Stored records
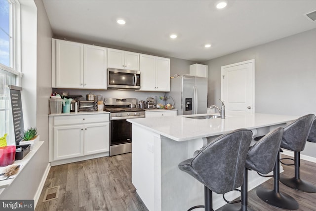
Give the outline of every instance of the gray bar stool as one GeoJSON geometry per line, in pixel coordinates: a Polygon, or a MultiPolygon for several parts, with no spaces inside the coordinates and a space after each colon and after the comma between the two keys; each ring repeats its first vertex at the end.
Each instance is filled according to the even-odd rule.
{"type": "MultiPolygon", "coordinates": [[[[300,152],[304,149],[307,140],[309,140],[310,141],[313,142],[316,139],[315,121],[313,124],[314,118],[314,114],[308,114],[299,118],[294,123],[284,127],[281,143],[281,148],[294,151],[294,164],[281,163],[287,166],[294,165],[295,176],[288,178],[280,175],[280,181],[290,188],[308,193],[316,192],[316,187],[300,178],[300,152]],[[314,125],[314,128],[311,133],[312,125],[314,125]]],[[[293,160],[289,158],[283,158],[280,160],[284,159],[293,160]]]]}
{"type": "Polygon", "coordinates": [[[240,186],[243,169],[252,132],[239,129],[224,134],[209,144],[194,158],[178,165],[180,170],[197,179],[204,186],[205,207],[213,210],[212,191],[222,194],[240,186]]]}
{"type": "MultiPolygon", "coordinates": [[[[248,169],[255,170],[261,174],[267,174],[271,172],[275,166],[282,135],[283,127],[279,127],[262,137],[253,146],[250,147],[247,155],[244,168],[243,184],[241,188],[241,207],[236,204],[225,205],[225,211],[250,211],[248,208],[248,169]]],[[[223,195],[225,199],[225,197],[223,195]]],[[[225,200],[225,201],[226,201],[225,200]]],[[[239,202],[237,201],[237,202],[239,202]]],[[[231,202],[232,203],[232,202],[231,202]]],[[[234,203],[233,202],[232,203],[234,203]]]]}

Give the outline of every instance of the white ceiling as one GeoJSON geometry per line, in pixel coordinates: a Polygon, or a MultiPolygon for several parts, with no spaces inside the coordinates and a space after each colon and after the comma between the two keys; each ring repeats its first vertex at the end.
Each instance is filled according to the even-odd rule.
{"type": "Polygon", "coordinates": [[[228,0],[221,10],[214,0],[43,1],[55,36],[197,62],[316,28],[304,15],[316,0],[228,0]]]}

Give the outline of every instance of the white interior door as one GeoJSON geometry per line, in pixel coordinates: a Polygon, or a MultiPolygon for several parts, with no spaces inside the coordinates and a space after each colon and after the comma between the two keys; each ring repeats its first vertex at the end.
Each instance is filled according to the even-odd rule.
{"type": "Polygon", "coordinates": [[[255,60],[222,67],[221,99],[227,110],[255,112],[255,60]]]}

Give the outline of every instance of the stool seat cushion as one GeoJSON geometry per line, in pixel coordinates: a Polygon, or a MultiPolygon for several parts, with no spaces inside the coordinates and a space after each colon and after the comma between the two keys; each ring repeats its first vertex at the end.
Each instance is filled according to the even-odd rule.
{"type": "Polygon", "coordinates": [[[263,174],[273,170],[279,151],[283,128],[277,127],[262,137],[248,151],[245,167],[263,174]]]}
{"type": "Polygon", "coordinates": [[[308,114],[286,126],[284,129],[281,147],[294,152],[303,151],[314,117],[314,114],[308,114]]]}
{"type": "Polygon", "coordinates": [[[310,134],[307,138],[307,141],[316,143],[316,118],[314,119],[310,131],[310,134]]]}
{"type": "Polygon", "coordinates": [[[243,169],[252,136],[251,130],[239,129],[223,135],[179,168],[212,191],[227,193],[242,184],[243,169]]]}

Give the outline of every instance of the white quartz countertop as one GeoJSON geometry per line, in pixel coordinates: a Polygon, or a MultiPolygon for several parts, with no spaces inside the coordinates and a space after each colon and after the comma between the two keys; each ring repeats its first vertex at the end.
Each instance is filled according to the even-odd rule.
{"type": "Polygon", "coordinates": [[[238,128],[254,129],[286,123],[300,117],[261,113],[227,112],[226,119],[194,119],[185,117],[209,114],[130,119],[128,122],[177,141],[212,136],[238,128]]]}
{"type": "Polygon", "coordinates": [[[154,111],[177,111],[177,109],[160,109],[159,108],[155,108],[155,109],[145,109],[145,111],[146,112],[152,112],[154,111]]]}
{"type": "Polygon", "coordinates": [[[80,111],[78,112],[70,112],[70,113],[62,113],[61,114],[49,114],[49,116],[69,116],[69,115],[82,115],[85,114],[110,114],[110,112],[107,111],[80,111]]]}

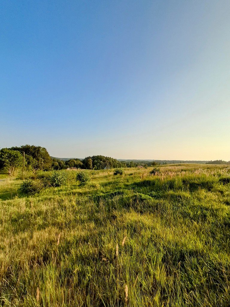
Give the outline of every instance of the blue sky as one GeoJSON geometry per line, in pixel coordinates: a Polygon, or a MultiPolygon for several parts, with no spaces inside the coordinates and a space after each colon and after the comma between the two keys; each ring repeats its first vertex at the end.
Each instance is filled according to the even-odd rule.
{"type": "Polygon", "coordinates": [[[0,147],[230,160],[230,2],[2,1],[0,147]]]}

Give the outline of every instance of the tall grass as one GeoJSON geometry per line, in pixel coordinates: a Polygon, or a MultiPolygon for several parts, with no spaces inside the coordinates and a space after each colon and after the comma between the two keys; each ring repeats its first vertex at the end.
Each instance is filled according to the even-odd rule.
{"type": "Polygon", "coordinates": [[[229,169],[151,169],[0,182],[1,305],[230,305],[229,169]]]}

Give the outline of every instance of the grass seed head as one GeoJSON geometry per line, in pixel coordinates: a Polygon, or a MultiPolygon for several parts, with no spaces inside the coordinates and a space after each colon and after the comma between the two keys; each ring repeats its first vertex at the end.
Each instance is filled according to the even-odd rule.
{"type": "Polygon", "coordinates": [[[58,246],[59,245],[59,243],[60,243],[60,237],[61,236],[61,233],[60,232],[59,234],[59,235],[58,236],[58,241],[57,243],[57,245],[58,246]]]}
{"type": "Polygon", "coordinates": [[[38,302],[39,300],[39,288],[38,287],[37,288],[37,295],[36,297],[36,299],[37,302],[38,302]]]}
{"type": "Polygon", "coordinates": [[[122,246],[124,246],[124,244],[125,244],[125,239],[126,239],[127,237],[125,237],[125,238],[123,239],[123,241],[122,241],[122,246]]]}
{"type": "Polygon", "coordinates": [[[125,302],[127,303],[128,300],[128,286],[127,285],[125,285],[125,302]]]}
{"type": "Polygon", "coordinates": [[[117,244],[116,246],[116,256],[117,257],[118,256],[118,243],[117,244]]]}

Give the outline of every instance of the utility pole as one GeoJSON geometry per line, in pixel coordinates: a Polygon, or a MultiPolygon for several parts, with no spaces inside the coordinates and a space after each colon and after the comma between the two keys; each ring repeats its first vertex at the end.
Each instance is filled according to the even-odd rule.
{"type": "Polygon", "coordinates": [[[22,172],[23,173],[23,176],[24,176],[25,170],[25,152],[23,150],[16,150],[15,151],[21,151],[21,153],[23,153],[23,167],[22,169],[22,172]]]}
{"type": "Polygon", "coordinates": [[[43,171],[43,159],[42,158],[40,158],[40,159],[41,159],[42,160],[42,171],[43,171]]]}

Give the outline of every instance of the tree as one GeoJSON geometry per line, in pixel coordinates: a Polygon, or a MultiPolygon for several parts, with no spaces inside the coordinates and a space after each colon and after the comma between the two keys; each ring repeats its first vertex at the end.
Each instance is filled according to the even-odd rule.
{"type": "Polygon", "coordinates": [[[88,157],[84,159],[85,165],[87,169],[93,169],[93,161],[90,157],[88,157]]]}
{"type": "Polygon", "coordinates": [[[34,169],[44,170],[50,169],[52,165],[52,159],[44,147],[36,146],[34,145],[24,145],[21,147],[12,147],[10,149],[13,150],[23,150],[25,154],[32,157],[36,162],[34,165],[34,169]]]}
{"type": "Polygon", "coordinates": [[[23,164],[23,158],[20,152],[8,148],[0,150],[0,165],[2,168],[7,169],[10,176],[12,176],[16,170],[23,164]]]}

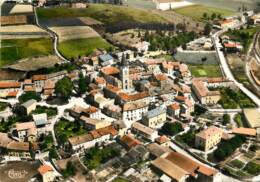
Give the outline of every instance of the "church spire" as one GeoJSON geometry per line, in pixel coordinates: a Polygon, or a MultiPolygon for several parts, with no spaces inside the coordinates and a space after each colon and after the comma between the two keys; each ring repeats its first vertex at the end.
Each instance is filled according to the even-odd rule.
{"type": "Polygon", "coordinates": [[[122,66],[128,66],[128,61],[126,60],[125,53],[123,53],[122,55],[121,64],[122,66]]]}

> _WHAT IS NEEDED_:
Find the line with "Give the outline of every instance of the utility" in the listing and extract it and all lines after it through the end, exactly, without the pictures.

> _TASK ANSWER_:
Give the outline of every instance of the utility pole as one GeoJSON geometry per line, in pixel coordinates: a Polygon, or a MultiPolygon for several parts, with no spaces inside the coordinates and a space after each colon and after the comma between the two keys; each ring repeats its first vertex at the end.
Each instance is filled according to the even-odd rule.
{"type": "Polygon", "coordinates": [[[22,172],[23,173],[23,176],[24,176],[25,170],[25,152],[23,150],[16,150],[15,151],[21,151],[21,153],[23,153],[23,167],[22,169],[22,172]]]}
{"type": "Polygon", "coordinates": [[[43,171],[43,159],[42,158],[40,158],[40,159],[41,159],[42,160],[42,171],[43,171]]]}

Give the outline of every instance of the tree as one GeoJSON geometry per line, in pixel coordinates: a Polygon, or a MultiPolygon for several parts, with no spaces inside the coordinates and a space after each colon and after the comma between the two keys; each ring repeats its first vertex at the end.
Each instance is filled according to the even-odd rule.
{"type": "Polygon", "coordinates": [[[88,157],[84,159],[85,165],[87,169],[93,169],[93,161],[90,157],[88,157]]]}
{"type": "Polygon", "coordinates": [[[34,169],[44,170],[50,169],[52,165],[52,159],[44,147],[36,146],[34,145],[24,145],[21,147],[12,147],[10,149],[13,150],[23,150],[25,154],[32,157],[36,162],[34,165],[34,169]]]}
{"type": "Polygon", "coordinates": [[[23,164],[23,158],[20,152],[8,148],[0,150],[0,165],[2,168],[7,169],[10,176],[12,176],[16,170],[23,164]]]}

Give the outline of every instance of the "church spire" as one GeoJSON geometry per line, in pixel coordinates: a Polygon, or a MultiPolygon for several parts, with no spaces inside the coordinates and a space after each colon and after the comma between the two keys; each ring repeats its first vertex at the end.
Each instance is filled according to the even-odd rule.
{"type": "Polygon", "coordinates": [[[122,66],[128,66],[128,61],[126,60],[125,53],[123,53],[122,55],[121,64],[122,66]]]}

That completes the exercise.